| The task |
Your task is to repeat the entries exactly from their first line through the line with "Category: icy water surface", and to stop there.

| Records to process |

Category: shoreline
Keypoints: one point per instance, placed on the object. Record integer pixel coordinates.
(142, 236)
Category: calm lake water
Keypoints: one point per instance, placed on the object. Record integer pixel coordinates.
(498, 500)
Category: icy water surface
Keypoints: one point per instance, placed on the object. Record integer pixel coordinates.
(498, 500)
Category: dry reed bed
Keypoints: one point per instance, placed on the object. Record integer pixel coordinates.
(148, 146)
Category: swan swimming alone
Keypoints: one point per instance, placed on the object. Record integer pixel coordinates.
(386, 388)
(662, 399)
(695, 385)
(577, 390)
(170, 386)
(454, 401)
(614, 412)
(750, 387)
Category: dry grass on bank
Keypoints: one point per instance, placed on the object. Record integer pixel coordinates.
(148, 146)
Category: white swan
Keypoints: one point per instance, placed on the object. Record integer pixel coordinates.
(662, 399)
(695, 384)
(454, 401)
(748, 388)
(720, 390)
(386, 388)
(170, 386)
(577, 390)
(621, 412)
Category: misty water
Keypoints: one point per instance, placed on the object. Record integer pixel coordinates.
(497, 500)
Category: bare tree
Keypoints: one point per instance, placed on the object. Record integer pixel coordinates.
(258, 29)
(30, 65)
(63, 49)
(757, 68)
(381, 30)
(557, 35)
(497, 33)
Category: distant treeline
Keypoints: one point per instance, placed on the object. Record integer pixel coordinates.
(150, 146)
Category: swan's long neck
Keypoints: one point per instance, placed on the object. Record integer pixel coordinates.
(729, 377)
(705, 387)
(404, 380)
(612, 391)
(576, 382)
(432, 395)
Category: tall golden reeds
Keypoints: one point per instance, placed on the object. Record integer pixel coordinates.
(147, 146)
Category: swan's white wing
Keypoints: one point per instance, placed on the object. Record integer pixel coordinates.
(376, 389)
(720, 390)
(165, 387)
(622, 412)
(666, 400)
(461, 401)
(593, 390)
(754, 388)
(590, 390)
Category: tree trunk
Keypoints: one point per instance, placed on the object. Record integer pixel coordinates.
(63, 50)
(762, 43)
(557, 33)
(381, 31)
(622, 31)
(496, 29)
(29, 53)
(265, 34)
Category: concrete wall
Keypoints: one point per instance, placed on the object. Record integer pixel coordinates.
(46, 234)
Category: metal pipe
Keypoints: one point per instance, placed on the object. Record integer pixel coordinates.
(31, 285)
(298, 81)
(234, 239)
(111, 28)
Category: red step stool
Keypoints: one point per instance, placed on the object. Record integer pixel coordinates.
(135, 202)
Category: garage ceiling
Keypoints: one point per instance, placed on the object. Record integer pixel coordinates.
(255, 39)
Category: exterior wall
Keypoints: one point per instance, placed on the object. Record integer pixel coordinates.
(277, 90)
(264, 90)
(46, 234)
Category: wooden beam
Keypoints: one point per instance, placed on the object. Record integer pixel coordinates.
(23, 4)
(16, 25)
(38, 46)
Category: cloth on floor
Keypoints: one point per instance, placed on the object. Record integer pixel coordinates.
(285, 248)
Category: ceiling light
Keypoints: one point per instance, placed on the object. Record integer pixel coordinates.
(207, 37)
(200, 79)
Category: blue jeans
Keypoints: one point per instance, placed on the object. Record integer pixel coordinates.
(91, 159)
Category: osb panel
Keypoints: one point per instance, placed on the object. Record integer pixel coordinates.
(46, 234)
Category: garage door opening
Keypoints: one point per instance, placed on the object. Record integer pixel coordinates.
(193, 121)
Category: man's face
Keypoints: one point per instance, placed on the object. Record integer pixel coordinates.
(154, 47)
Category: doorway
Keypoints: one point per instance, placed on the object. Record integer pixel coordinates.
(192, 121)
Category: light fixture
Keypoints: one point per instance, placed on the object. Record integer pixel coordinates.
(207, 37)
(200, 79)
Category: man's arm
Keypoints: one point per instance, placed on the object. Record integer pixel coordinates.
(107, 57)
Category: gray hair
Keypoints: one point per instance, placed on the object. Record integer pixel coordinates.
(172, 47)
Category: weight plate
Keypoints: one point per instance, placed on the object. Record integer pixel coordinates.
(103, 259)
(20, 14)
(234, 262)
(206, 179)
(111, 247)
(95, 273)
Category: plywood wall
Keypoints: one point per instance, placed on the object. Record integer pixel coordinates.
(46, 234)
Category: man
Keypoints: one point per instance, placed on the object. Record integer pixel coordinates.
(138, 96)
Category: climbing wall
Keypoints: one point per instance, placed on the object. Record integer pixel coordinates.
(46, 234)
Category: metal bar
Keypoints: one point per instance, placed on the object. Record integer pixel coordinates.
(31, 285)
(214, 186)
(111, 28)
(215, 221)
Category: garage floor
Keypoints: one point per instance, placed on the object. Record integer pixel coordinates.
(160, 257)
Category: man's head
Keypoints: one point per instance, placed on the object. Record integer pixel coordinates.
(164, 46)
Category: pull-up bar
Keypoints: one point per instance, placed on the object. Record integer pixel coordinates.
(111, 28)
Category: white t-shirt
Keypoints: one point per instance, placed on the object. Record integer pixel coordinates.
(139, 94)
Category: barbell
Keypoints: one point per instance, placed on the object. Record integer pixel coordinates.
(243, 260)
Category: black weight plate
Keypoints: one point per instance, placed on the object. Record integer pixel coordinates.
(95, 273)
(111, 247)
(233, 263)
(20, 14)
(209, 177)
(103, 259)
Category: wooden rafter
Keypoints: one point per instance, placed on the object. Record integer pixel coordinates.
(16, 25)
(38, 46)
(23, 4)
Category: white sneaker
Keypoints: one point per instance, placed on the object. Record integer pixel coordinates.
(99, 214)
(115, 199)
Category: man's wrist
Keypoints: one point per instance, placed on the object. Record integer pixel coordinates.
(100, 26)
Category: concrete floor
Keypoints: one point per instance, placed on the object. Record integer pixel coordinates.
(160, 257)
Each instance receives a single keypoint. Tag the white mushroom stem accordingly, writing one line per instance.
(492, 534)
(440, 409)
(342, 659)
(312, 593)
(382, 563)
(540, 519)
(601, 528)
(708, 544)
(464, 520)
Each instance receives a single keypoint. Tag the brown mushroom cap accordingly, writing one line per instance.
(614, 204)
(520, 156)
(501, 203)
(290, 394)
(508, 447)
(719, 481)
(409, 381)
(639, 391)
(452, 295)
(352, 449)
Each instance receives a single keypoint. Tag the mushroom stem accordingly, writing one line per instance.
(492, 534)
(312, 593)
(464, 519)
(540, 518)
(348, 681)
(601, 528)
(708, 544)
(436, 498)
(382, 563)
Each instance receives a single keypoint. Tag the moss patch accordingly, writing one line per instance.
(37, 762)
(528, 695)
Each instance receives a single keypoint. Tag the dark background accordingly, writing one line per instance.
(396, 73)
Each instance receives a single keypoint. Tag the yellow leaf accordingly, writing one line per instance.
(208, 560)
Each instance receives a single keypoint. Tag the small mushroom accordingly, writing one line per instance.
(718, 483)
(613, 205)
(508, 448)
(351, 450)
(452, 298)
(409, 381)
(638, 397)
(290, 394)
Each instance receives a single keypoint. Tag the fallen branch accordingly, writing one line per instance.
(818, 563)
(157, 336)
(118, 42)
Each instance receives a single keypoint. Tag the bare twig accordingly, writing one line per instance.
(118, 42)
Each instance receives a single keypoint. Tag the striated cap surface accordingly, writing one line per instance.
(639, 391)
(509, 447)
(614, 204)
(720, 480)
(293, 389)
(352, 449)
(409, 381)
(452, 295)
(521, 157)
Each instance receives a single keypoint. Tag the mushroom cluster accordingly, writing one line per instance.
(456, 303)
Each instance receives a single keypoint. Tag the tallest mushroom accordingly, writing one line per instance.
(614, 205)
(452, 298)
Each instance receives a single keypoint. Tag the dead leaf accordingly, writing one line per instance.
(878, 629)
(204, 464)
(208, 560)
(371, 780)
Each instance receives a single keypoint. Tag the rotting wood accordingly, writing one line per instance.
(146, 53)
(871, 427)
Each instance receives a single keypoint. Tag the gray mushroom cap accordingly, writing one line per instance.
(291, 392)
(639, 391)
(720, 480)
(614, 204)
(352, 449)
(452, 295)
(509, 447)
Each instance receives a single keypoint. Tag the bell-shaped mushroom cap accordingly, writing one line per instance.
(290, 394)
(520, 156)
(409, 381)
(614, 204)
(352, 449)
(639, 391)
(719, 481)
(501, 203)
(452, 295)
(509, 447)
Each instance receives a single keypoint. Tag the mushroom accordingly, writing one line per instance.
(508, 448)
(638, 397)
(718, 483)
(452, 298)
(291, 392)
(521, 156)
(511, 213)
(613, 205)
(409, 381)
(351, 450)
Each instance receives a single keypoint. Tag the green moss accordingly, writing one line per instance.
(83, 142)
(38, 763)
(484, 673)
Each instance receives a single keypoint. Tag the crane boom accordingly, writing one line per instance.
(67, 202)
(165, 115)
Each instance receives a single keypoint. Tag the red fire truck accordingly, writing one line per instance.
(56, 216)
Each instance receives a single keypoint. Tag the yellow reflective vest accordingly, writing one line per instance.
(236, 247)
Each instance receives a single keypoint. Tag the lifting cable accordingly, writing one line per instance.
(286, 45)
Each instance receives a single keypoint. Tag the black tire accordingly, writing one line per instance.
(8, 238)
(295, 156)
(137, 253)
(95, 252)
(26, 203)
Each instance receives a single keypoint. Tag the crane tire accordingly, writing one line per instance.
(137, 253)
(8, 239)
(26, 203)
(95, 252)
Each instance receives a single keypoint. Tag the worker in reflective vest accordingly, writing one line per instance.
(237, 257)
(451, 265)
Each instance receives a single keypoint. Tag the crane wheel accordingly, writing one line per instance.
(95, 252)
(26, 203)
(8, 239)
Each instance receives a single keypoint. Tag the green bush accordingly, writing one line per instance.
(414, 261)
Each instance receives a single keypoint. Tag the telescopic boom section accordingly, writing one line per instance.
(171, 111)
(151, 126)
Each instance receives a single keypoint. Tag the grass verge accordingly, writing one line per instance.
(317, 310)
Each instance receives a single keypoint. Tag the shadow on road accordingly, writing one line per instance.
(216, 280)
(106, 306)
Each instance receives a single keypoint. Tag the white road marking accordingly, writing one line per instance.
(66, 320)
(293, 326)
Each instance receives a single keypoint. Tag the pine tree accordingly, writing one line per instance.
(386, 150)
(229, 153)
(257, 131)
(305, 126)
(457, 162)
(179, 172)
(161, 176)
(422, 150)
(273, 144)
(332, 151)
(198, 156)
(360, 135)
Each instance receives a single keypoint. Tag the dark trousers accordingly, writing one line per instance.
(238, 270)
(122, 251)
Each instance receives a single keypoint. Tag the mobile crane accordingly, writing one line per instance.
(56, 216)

| Result of this exercise |
Category: shoreline
Keypoints: one point per instance, placed on the object. Record integer pixel coordinates.
(142, 236)
Category: calm lake water
Keypoints: one point per instance, placed on the object. Record integer pixel coordinates.
(498, 500)
Category: icy water surface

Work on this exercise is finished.